# REQUIRED WORK:
Beginning at the line with "Place a point on every instance of the boy's ear", output each line to the end of the listing below exactly, please.

## Begin RAW DATA

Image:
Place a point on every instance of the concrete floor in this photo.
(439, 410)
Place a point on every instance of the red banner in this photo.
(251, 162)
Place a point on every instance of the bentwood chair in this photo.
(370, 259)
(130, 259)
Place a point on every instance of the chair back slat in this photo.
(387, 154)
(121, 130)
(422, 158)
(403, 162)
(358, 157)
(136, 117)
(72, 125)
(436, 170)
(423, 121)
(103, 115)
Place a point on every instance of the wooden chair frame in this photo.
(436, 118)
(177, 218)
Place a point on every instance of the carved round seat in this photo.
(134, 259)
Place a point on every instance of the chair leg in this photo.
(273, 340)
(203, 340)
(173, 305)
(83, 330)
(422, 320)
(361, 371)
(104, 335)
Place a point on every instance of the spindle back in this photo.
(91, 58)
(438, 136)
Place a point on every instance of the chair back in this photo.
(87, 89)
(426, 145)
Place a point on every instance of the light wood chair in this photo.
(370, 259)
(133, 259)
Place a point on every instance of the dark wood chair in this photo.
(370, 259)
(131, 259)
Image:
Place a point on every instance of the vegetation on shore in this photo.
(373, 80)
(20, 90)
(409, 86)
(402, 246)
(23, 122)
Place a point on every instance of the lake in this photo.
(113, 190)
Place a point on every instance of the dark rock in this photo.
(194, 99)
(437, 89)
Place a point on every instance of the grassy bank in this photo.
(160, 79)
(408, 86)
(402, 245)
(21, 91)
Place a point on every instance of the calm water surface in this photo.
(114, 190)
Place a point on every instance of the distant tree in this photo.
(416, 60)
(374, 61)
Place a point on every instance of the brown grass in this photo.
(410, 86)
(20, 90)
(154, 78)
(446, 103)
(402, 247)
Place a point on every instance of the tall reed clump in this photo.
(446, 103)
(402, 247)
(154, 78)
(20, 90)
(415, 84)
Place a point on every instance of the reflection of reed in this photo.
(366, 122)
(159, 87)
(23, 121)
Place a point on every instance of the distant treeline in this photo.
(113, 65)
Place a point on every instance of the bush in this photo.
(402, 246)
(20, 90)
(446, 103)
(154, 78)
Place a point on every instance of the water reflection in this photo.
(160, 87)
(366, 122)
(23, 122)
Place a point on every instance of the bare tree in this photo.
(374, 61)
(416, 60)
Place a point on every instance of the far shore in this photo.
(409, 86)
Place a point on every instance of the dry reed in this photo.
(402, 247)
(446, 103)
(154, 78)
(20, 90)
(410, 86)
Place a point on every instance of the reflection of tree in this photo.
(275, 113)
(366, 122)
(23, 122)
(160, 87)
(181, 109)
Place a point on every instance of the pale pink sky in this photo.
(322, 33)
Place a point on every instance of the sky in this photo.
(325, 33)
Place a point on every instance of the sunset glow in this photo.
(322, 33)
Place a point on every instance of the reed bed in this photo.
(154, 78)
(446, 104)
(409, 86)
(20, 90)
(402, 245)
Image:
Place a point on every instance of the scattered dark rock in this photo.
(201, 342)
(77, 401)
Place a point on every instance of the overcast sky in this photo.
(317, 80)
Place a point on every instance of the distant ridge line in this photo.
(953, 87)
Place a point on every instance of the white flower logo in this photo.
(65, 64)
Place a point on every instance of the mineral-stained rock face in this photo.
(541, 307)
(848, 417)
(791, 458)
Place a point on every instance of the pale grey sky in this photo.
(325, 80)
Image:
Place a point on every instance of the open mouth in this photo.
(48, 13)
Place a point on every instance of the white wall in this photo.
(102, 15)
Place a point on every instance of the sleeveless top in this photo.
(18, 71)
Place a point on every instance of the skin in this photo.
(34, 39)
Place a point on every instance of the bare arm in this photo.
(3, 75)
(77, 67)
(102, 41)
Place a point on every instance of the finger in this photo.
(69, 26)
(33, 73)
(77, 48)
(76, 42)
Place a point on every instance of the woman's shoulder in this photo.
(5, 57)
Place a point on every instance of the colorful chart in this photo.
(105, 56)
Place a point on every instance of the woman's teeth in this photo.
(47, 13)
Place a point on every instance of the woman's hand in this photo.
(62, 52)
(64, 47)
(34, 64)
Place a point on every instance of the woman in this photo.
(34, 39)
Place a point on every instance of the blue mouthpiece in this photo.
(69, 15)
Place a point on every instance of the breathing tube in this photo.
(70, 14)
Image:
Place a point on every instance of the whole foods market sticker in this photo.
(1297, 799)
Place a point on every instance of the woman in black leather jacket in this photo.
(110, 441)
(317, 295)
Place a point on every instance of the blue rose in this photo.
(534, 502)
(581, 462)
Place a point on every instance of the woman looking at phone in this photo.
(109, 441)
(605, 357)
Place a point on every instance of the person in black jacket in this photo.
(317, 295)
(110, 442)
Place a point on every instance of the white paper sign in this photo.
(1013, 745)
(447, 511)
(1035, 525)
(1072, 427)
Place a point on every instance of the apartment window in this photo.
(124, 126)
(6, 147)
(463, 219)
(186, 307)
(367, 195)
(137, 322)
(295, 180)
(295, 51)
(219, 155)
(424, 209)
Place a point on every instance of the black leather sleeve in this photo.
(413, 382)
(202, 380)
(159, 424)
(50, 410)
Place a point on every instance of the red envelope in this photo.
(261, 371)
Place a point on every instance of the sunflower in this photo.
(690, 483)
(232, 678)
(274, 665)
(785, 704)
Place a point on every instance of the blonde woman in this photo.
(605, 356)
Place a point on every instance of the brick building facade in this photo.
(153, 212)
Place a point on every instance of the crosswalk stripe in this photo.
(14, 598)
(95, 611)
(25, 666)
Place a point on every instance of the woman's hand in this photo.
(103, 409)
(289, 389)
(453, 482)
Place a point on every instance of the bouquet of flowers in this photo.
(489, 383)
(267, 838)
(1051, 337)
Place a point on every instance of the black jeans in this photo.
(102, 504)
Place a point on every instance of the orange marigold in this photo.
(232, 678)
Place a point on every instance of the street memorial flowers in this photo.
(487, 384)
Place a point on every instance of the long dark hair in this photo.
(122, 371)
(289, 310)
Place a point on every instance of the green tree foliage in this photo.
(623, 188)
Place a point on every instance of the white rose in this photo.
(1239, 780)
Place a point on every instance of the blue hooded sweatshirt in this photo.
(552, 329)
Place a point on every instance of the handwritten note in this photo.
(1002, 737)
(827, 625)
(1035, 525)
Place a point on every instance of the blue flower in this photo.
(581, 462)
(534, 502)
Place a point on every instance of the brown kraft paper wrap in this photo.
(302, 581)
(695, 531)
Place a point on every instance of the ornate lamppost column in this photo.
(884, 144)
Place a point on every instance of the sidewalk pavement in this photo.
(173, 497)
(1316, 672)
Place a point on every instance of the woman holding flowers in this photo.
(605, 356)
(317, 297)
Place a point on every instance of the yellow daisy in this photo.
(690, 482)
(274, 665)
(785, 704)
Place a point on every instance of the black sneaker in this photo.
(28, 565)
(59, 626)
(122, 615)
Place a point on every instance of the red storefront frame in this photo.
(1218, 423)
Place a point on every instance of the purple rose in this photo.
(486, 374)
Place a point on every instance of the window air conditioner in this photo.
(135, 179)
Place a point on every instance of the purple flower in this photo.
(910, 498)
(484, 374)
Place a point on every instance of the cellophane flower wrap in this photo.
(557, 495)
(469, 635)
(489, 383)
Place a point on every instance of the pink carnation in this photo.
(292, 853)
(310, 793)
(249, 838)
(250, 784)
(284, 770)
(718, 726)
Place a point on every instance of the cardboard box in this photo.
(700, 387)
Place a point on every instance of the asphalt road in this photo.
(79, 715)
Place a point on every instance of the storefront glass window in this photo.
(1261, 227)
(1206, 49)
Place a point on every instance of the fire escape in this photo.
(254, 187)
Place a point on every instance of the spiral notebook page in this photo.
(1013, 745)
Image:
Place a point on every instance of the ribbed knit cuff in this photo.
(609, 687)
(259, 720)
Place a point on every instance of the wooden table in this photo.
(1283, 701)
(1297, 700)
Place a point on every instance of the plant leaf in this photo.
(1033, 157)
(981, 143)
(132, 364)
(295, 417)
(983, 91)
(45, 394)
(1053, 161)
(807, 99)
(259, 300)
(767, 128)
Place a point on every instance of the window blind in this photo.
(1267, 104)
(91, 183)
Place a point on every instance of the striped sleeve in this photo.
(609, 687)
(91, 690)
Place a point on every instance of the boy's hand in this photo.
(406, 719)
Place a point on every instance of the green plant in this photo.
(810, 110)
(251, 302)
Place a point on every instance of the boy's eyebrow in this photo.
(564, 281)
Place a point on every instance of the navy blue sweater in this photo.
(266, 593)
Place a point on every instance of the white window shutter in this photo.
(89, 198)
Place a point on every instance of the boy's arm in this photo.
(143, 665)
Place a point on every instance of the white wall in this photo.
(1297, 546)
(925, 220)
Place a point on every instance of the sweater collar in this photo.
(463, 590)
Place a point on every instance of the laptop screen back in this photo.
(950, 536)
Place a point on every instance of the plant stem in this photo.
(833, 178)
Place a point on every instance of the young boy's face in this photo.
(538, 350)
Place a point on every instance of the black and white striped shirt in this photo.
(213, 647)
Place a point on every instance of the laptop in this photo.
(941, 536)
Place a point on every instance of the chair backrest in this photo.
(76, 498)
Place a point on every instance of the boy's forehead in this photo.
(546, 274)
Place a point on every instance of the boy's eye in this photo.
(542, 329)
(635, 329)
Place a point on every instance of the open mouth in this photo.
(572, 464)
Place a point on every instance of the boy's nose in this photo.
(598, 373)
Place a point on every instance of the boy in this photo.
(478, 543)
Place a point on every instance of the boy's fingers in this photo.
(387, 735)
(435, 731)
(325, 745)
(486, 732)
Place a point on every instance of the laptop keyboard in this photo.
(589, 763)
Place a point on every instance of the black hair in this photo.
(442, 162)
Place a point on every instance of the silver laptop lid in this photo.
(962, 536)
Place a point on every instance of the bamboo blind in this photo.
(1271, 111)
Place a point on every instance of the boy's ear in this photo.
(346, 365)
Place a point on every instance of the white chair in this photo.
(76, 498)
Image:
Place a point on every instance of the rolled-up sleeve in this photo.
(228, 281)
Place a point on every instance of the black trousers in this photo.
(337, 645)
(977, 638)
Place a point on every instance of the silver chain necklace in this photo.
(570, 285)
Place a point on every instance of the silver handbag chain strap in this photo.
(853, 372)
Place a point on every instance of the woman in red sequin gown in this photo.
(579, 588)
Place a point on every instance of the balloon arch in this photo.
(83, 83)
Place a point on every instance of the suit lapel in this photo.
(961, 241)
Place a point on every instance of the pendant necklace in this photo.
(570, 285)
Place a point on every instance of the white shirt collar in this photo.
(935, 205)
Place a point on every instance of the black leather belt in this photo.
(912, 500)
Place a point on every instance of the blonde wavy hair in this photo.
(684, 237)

## End RAW DATA

# THE RESPONSE:
Place a point on every instance of the boy's ear in this photo.
(346, 365)
Place a point on every instance of the white chair in this photo.
(76, 498)
Image:
Place a point on every instance of the rolled-up sleeve in this photo.
(228, 281)
Place a point on every instance of the black trousers in this photo.
(337, 645)
(977, 638)
Place a point on every instance of the silver chain necklace in this photo.
(570, 285)
Place a point on every instance of the silver handbag chain strap in this photo.
(853, 372)
Place a point on every instance of the woman in red sequin gown in this photo.
(579, 588)
Place a point on every instance of the balloon arch in this photo.
(83, 83)
Place a point on every instance of the suit lapel in this photo.
(961, 241)
Place a point on every instance of the pendant necklace in this photo.
(570, 285)
Place a point on every instance of the white shirt collar in this photo.
(935, 205)
Place a point on every instance of the black leather belt in this photo.
(912, 500)
Place a point on every instance of the blonde wavy hair in this photo.
(684, 237)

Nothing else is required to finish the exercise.